[START OF DATA PROVIDED]

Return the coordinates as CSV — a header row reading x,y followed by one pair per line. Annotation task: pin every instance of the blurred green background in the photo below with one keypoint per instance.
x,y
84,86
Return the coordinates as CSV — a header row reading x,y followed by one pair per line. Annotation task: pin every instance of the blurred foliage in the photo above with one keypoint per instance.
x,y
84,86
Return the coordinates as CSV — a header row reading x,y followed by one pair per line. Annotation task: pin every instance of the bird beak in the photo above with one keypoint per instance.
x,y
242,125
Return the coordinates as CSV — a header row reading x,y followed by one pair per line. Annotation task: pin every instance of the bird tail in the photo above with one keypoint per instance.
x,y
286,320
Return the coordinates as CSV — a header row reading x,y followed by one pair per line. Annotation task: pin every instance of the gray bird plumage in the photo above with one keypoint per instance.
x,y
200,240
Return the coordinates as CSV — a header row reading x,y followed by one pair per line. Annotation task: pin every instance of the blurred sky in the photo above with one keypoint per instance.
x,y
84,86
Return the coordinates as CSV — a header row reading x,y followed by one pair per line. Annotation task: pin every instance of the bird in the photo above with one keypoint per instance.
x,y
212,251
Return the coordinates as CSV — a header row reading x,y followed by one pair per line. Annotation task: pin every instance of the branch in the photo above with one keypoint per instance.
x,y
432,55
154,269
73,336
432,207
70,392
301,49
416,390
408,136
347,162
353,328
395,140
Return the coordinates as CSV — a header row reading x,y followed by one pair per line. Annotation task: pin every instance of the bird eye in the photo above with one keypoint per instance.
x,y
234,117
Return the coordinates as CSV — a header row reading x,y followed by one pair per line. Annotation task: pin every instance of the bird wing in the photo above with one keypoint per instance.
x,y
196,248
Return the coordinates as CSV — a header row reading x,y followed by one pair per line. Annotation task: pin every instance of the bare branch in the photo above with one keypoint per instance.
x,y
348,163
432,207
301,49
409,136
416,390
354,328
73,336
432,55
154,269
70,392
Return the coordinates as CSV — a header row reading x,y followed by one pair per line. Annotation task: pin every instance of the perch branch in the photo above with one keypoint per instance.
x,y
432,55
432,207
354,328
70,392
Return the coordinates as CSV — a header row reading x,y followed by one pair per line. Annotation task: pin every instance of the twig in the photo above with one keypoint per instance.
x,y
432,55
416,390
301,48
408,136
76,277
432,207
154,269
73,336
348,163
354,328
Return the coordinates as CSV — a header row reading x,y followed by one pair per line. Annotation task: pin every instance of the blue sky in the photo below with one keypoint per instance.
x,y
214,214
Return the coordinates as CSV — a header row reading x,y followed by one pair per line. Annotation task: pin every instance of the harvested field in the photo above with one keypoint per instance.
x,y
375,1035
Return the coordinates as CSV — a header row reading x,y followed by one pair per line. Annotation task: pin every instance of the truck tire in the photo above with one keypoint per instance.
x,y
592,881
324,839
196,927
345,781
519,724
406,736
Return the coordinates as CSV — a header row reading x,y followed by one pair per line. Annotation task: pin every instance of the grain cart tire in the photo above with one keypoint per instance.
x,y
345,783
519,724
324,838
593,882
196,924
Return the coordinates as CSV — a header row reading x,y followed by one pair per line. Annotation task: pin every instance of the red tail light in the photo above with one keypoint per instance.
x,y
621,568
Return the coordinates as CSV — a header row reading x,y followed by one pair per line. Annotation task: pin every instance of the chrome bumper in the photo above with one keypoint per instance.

[END OF DATA PROVIDED]

The listing above must be transcribed exactly, line by line.

Return the coordinates as CSV — a header row reading x,y followed by one pair per line. Annotation task: pin every instance of the blurred green background in the photo below with one keypoint per instance.
x,y
84,86
Return the coordinates as CSV — a header row reading x,y followed by one pair per line. Annotation task: pin every instance of the blurred foliage in the photo above with one keypoint per instance.
x,y
84,86
Return the coordinates as CSV — a header row reading x,y followed by one pair per line. Annotation task: pin every instance of the bird beak in the photo above with one keypoint per instance.
x,y
242,125
Return the coordinates as CSV — a header row reading x,y followed by one pair per line. Annotation task: pin every instance of the bird tail in the photo above with one keypoint per instance.
x,y
286,320
Return the coordinates as CSV — a header row reading x,y followed by one pair per line. Annotation task: pin every instance of the gray bird plumage in the photo above with one keypoint per instance.
x,y
200,240
Return the coordinates as CSV — a header row reading x,y followed by one pair per line. Annotation task: pin every instance of the blurred sky in the photo above with one keypoint per instance.
x,y
84,86
Return the coordinates as CSV — a header row reading x,y followed by one pair per line. Annotation task: pin every instance of the bird in the photo above with one keypoint per instance.
x,y
212,251
Return the coordinates as CSV — a header row reading x,y followed by one pair per line. Annotation task: pin every instance of the branch in the photo above with one keypoint per instance.
x,y
432,55
154,269
73,336
432,207
70,392
301,49
416,390
408,136
347,162
353,328
395,140
Return the coordinates as CSV — a header row reading x,y followed by one pair per line. Annotation task: pin every instance of the bird eye in the photo above with one keypoint per instance.
x,y
234,117
Return the coordinates as CSV — a header row reading x,y followed by one pair per line. Annotation task: pin every instance of the bird wing in the photo above with one keypoint per instance.
x,y
196,248
Return the coordinates as CSV — a header row reading x,y followed by one pair per line. Annotation task: pin every instance of the bare branch in the photo above with one keypoint per instance.
x,y
348,163
432,207
301,49
409,136
416,390
354,328
73,336
432,55
154,269
70,392
Return the coordinates as CSV — a header row reading x,y followed by one pair per line. Annotation task: pin every instance of the perch branch in the photo above with one keypoint per instance.
x,y
432,55
432,207
354,328
70,392
Return the coordinates as CSV — a header row reading x,y followed by one pair per line. Annotation task: pin every instance of the twig in the photo above with one keypoint per instance.
x,y
432,55
416,390
301,48
408,136
76,277
432,207
154,269
73,336
348,163
354,328
Return the coordinates as CSV — a header row reading x,y followed by one pair per line. Annotation task: pin every instance of the blue sky in the photo below with one keypoint per instance.
x,y
214,214
Return the coordinates as CSV — a header row reading x,y followed by one pair per line. Annotation task: pin every instance of the harvested field in the photo above with one keypoint per instance.
x,y
375,1035
Return the coordinates as CSV — a header row reading x,y followed by one pair per line. Annotation task: pin every instance of the truck tire in the photo above with one keypoint per instance.
x,y
592,881
324,839
196,927
345,781
519,724
406,736
Return the coordinates as CSV — a header row reading x,y followed by one pair per line. Annotation task: pin every instance of the grain cart tire in the photo above with one keypoint per instance.
x,y
345,783
519,724
324,838
593,882
196,924
Return the coordinates as CSV — a header row reading x,y followed by one pair per line. Annotation task: pin every instance of the red tail light in the photo above with one keypoint per instance.
x,y
621,568
Return the coordinates as CSV — a header row reading x,y followed by one pair per line. Annotation task: pin every instance of the chrome bumper in the photo above with one keypoint per instance.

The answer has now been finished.